_ASSIGNMENT 1_: According to the Maryland athletics article, how many positive tests came back from the Monday and Tuesday testing, and how many teams did they affect?
_ASSIGNMENT 2_: Translate this sentence from the Maryland athletics article into Spanish: "The athletic department brought student-athletes back to campus in June for summer workouts and periodically released testing updates."

_EXERCISE PASSAGE_:
----
Maryland suspends all athletic activities after spike in COVID-19 cases in latest testing

The University of Maryland has suspended “all athletics training activities” after a spike in coronavirus cases, the athletic department announced Thursday.

The school said that 501 student-athletes were tested for COVID-19 on Monday and Tuesday, returning 46 positive tests affecting 10 teams. Student-athletes will be tested again on Tuesday.


The athletic department brought student-athletes back to campus in June for summer workouts and periodically released testing updates. Cumulatively, the department has announced 63 positive cases among 2,191 tests administered, a positivity rate of 2.9%.

“As we experience an unprecedented year in college athletics and across the entire country due to the COVID-19 pandemic, we continue to keep the health, safety and welfare of our student-athletes and staff first and foremost,” Maryland athletic director Damon Evans said in a news release. “The most recent testing results have revealed an uptick in positive tests among Maryland student-athletes. Out of an abundance of caution, we are temporarily pausing all workouts for our programs. We continue to educate our student-athletes and staff about best practices and protocols to be safe this time. We look forward to when our student-athletes can safely return to workouts and then re-start their seasons.”
----
_DATA EXCERPTS_:

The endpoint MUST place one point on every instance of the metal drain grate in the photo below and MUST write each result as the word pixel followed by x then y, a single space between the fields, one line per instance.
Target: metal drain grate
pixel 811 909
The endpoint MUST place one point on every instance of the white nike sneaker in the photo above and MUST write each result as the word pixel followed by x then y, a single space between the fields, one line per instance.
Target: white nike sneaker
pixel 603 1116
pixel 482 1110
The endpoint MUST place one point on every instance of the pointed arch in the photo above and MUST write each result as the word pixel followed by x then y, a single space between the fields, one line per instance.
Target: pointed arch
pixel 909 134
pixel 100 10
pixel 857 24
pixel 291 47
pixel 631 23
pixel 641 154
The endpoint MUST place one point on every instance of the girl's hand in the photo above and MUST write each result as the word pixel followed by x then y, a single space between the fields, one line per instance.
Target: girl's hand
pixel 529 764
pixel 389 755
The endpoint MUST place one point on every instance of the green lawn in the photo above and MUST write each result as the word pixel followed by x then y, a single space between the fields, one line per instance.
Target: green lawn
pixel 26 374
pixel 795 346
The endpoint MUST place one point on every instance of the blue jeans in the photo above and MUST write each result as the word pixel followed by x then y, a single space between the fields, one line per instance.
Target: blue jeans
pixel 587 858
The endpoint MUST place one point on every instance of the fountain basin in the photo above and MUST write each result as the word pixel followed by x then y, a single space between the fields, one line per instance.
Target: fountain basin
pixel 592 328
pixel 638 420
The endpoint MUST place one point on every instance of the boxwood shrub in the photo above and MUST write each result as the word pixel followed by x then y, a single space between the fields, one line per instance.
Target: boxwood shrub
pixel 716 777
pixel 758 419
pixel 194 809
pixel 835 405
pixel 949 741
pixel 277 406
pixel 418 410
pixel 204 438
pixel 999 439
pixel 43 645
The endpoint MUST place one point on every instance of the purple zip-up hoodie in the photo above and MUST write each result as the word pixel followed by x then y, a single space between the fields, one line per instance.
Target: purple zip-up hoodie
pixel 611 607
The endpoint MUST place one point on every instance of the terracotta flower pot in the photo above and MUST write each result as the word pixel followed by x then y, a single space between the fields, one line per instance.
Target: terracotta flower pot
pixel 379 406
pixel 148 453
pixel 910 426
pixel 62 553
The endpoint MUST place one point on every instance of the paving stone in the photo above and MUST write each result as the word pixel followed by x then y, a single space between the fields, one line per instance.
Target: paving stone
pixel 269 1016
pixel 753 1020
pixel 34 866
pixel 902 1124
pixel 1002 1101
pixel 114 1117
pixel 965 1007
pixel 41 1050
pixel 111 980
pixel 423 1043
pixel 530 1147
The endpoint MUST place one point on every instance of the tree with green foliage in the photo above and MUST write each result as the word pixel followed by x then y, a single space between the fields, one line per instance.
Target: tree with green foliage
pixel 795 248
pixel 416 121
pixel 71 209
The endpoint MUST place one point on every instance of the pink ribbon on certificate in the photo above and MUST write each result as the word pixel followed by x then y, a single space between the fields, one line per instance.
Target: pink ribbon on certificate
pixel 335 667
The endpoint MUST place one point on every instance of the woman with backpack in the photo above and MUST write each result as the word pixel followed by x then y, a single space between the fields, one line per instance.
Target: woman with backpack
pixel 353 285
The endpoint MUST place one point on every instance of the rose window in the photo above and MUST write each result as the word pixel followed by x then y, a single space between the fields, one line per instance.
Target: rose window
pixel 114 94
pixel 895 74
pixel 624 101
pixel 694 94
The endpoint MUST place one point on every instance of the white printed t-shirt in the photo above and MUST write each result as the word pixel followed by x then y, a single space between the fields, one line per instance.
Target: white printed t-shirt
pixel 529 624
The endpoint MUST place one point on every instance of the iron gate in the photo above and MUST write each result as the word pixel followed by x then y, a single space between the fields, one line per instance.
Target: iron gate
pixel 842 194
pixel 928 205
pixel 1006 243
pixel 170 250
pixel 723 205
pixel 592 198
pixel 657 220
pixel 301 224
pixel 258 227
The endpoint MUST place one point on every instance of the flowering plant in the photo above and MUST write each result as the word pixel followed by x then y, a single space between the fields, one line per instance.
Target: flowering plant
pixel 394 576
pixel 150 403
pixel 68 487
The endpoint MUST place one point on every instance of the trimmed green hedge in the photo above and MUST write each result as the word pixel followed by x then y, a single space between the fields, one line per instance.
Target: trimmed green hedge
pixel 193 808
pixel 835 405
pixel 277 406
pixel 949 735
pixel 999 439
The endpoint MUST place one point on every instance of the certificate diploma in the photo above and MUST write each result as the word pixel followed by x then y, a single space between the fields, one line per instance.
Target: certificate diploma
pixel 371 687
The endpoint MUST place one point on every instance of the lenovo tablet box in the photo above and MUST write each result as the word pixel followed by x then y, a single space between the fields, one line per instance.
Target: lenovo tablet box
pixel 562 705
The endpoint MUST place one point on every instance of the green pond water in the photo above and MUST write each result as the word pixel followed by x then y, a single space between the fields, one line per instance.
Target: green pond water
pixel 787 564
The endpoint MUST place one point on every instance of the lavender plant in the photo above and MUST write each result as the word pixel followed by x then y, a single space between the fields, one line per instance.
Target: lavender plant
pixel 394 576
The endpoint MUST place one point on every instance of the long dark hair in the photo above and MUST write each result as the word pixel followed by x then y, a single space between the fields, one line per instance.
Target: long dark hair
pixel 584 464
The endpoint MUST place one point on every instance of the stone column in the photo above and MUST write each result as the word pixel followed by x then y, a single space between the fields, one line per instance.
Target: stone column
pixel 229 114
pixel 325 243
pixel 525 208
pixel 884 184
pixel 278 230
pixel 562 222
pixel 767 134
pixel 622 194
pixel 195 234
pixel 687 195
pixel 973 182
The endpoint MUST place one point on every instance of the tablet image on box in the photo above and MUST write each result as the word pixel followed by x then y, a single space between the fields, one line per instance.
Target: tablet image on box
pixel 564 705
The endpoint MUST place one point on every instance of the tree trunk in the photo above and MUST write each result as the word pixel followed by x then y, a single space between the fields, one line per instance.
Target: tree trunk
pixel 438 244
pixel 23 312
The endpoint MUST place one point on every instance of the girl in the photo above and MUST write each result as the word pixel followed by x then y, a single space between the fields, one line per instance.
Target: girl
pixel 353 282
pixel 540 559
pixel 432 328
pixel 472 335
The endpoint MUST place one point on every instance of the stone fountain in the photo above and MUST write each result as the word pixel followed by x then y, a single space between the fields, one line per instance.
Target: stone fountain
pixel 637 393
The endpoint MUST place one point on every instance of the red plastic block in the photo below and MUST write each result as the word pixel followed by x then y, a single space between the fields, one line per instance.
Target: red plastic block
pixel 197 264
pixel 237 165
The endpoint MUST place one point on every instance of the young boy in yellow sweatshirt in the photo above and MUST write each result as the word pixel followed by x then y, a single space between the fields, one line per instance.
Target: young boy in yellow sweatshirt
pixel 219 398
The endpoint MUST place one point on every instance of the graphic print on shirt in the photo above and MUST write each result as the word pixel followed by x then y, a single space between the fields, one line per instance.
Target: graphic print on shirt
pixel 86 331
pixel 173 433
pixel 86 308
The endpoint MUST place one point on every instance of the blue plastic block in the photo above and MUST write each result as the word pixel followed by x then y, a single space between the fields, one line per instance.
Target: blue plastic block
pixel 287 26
----
_EXERCISE ANSWER 1_: The testing returned 46 positive tests, affecting 10 teams.

_EXERCISE ANSWER 2_: El departamento atlético trajo de vuelta al campus a los estudiantes-atletas en junio para los entrenamientos de verano y publicó periódicamente actualizaciones de las pruebas.